[Entries from a data source]
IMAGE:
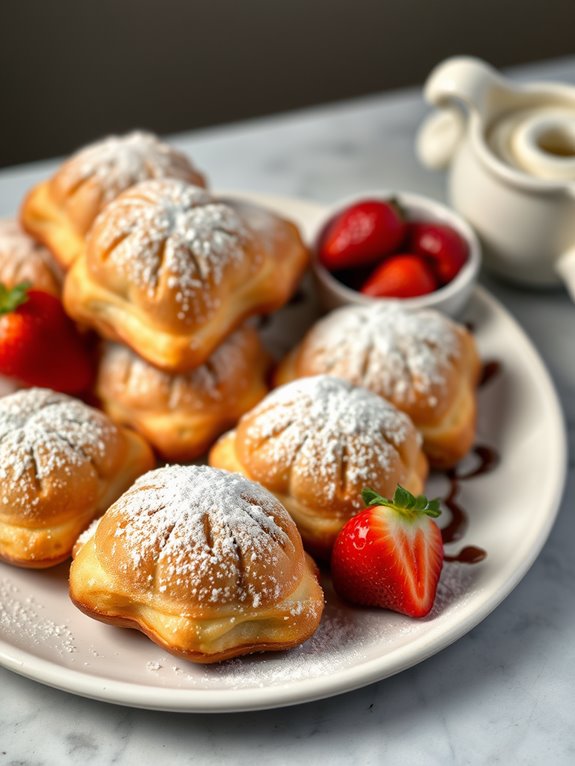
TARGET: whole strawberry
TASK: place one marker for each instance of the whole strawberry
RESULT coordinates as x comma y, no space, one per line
391,554
39,344
361,234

GIVEN TASK: Give the lines of the entries above as a Markdown table with the columns Row and Line, numbering each non-blank line and skipping blank ones. Leave the pictures out.

EXERCISE SOLUTION:
| Row | Line |
|---|---|
| 1 | IMAGE: |
| 2 | TARGET: whole strawberry |
| 3 | TASK: place one marker for each instance of the whole strawberry |
| 4 | RESULT coordinates as x comma y, no space, one per line |
| 5 | 391,554 |
| 6 | 39,344 |
| 7 | 361,234 |